(Problema curto): Atualize o trecho do texto sobre inteligência artificial e privacidade que abre com as palavras contendo "Este artigo busca" e fecha com "no Brasil [2].", substituindo "Brasil" por "território brasileiro".

(Fonte):
· · · ·
Inteligência artificial e privacidade: atuação da autoridade francesa de proteção de dados
16 de junho de 2024, 6h38
No último dia 10 de junho, a Commission Nationale de l’Informatique et des Libertés (CNIL), autoridade francesa de proteção de dados pessoais, publicou considerações sobre como o Regulamento Geral sobre a Proteção de Dados (RGPD) viabiliza o uso da inteligência artificial (IA) de forma inovadora e responsável [1].

Este artigo busca apresentar o andamento recente do tema na França, com o caráter informativo para situações semelhantes enfrentadas no Brasil. Não há o intuito de importar posicionamentos ou decisões estrangeiras, considerando as realidades jurídicas distintas.
A informação sobre a CNIL demonstra que a IA é objeto de estudo e regulamentações em outras jurisdições, como também ocorre no Brasil, tendo em vista que a Autoridade Nacional de Proteção de Dados (ANPD) recentemente apresentou propostas de alteração do substitutivo ao Projeto de Lei nº 2338/2023 sobre IA no Brasil [2].
As manifestações da CNIL buscam garantir segurança jurídica no contexto europeu, considerando o Regulamento Inteligência Artificial (EU AI Act), aprovado em março pelo Parlamento Europeu [3]. Como as disposições serão adotadas de forma escalonada nos próximos meses, a CNIL busca antecipar a articulação entre a IA e o RGPD, independentemente do EU AI Act. Para isso, a CNIL realizou consulta pública e listou recomendações práticas sobre a IA [4].
A consulta pública versou, dentre outros pontos, sobre o legítimo interesse como base legal. A CNIL pontuou que se trata da base legal frequentemente utilizada para o desenvolvimento da IA. Por isso, avaliações de riscos devem ser realizadas.
Por meio de condições específicas, os direitos relacionados aos dados pessoais podem ser protegidos, e o tratamento de dados pessoais deve ocorrer de forma responsável. A consulta é voltada especialmente para as técnicas de web scrapping, que se se relaciona ao acesso e à coleta de bases de dados significativas e difusão da IA em open source [5], que se refere ao compartilhamento e a colaboração comunitária, em linhas gerais.
· · · ·
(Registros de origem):
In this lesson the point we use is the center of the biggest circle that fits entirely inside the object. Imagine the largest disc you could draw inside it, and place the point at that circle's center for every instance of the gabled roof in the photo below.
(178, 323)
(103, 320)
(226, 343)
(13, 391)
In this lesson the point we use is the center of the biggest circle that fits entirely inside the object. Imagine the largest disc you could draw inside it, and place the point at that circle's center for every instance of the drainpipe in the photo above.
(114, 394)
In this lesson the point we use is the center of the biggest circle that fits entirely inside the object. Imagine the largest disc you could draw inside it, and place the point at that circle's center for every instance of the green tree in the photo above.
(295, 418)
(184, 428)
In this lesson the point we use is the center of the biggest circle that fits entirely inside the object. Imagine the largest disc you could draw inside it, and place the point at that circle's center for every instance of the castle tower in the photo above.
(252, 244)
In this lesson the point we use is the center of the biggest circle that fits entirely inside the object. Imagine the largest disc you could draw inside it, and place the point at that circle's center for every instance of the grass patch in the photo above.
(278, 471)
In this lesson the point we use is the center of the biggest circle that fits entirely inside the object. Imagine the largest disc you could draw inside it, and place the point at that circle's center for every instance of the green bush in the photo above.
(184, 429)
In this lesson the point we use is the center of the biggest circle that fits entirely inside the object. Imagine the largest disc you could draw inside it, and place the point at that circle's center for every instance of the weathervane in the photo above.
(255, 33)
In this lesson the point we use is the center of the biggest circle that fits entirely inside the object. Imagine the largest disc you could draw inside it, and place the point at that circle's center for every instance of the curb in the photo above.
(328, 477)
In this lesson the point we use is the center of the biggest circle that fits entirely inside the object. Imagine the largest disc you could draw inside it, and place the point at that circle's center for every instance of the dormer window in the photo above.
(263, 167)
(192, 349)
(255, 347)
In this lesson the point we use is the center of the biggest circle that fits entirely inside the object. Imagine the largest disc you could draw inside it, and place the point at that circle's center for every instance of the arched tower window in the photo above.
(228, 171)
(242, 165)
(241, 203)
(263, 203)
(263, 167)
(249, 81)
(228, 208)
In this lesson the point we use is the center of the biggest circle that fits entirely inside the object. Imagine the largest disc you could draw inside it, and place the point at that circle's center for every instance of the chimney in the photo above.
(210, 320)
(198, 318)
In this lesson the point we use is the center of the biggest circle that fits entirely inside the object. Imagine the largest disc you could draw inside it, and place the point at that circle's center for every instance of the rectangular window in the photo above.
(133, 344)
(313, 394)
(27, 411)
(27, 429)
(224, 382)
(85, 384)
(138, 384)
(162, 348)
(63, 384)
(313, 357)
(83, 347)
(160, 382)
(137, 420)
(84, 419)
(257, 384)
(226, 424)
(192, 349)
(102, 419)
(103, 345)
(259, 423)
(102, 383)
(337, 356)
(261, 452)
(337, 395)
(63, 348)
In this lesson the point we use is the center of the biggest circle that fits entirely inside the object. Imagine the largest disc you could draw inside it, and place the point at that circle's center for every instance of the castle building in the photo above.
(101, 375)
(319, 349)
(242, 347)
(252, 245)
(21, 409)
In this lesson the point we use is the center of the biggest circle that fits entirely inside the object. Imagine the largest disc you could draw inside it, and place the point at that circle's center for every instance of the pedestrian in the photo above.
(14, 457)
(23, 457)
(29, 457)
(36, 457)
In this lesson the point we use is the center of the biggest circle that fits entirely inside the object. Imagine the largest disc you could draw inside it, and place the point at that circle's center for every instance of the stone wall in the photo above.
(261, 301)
· · · ·
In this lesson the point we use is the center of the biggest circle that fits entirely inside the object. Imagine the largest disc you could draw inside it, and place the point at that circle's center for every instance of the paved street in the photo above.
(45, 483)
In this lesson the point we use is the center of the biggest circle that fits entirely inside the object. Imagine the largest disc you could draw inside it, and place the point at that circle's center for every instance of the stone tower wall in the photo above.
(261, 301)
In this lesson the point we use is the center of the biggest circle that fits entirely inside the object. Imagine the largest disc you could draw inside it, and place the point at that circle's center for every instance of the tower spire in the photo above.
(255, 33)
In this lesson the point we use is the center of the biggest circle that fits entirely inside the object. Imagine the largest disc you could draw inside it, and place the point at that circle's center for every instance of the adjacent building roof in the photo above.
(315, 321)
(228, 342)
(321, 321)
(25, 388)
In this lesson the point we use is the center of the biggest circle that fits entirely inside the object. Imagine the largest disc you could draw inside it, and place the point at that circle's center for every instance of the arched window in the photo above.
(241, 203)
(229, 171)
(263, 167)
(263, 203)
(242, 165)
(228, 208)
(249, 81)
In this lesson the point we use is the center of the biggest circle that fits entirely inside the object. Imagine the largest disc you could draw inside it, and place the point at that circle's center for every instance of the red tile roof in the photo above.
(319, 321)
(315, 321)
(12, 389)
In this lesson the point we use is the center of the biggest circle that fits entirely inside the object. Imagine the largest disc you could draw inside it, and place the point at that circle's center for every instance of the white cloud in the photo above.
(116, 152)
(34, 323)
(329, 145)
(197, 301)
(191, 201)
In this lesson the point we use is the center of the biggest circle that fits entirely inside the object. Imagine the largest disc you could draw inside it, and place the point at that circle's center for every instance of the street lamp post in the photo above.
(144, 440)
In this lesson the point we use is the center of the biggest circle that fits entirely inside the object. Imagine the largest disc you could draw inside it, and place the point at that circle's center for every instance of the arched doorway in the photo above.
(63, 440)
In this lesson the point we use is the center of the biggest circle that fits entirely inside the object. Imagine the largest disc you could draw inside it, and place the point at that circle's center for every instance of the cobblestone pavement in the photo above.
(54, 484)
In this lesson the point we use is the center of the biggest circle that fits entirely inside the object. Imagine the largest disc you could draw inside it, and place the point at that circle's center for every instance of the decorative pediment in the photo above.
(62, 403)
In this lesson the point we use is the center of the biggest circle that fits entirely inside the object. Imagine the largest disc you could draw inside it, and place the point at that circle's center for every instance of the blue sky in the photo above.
· · · ·
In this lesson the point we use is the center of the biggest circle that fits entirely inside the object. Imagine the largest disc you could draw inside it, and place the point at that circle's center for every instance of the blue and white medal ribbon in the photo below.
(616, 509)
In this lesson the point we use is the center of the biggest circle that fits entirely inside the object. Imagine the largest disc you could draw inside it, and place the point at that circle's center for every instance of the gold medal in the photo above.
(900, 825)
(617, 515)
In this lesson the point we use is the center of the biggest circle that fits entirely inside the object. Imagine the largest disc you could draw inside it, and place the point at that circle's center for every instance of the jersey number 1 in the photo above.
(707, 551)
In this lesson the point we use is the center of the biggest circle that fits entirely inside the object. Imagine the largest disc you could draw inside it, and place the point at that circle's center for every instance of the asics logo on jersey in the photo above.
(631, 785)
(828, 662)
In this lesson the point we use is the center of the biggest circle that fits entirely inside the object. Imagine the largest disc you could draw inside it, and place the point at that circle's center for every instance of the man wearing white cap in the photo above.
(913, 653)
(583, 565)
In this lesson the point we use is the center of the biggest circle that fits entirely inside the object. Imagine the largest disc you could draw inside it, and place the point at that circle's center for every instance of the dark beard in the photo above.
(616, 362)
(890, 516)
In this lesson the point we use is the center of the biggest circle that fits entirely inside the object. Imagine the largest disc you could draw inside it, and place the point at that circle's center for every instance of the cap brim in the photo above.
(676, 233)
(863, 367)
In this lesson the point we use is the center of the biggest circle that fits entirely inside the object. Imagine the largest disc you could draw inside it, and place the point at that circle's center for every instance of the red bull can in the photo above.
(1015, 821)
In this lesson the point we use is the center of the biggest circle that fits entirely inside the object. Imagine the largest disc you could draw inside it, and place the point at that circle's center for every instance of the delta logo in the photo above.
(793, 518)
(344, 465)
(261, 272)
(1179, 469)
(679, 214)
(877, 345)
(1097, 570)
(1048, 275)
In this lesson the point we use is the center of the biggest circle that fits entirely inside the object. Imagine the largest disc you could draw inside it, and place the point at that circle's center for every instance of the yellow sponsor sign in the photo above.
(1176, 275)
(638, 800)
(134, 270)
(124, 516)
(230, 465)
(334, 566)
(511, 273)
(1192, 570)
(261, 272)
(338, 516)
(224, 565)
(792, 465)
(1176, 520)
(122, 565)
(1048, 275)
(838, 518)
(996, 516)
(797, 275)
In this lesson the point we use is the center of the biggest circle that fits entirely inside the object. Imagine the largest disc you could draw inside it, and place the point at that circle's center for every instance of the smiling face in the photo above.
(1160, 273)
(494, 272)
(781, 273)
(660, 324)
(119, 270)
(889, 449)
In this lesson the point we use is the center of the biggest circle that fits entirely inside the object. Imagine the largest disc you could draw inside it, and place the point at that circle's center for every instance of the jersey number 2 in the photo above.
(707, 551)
· · · ·
(Resultado do exercício):
Este artigo busca apresentar o andamento recente do tema na França, com o caráter informativo para situações semelhantes enfrentadas no território brasileiro. Não há o intuito de importar posicionamentos ou decisões estrangeiras, considerando as realidades jurídicas distintas.
A informação sobre a CNIL demonstra que a IA é objeto de estudo e regulamentações em outras jurisdições, como também ocorre no território brasileiro, tendo em vista que a Autoridade Nacional de Proteção de Dados (ANPD) recentemente apresentou propostas de alteração do substitutivo ao Projeto de Lei nº 2338/2023 sobre IA no território brasileiro [2].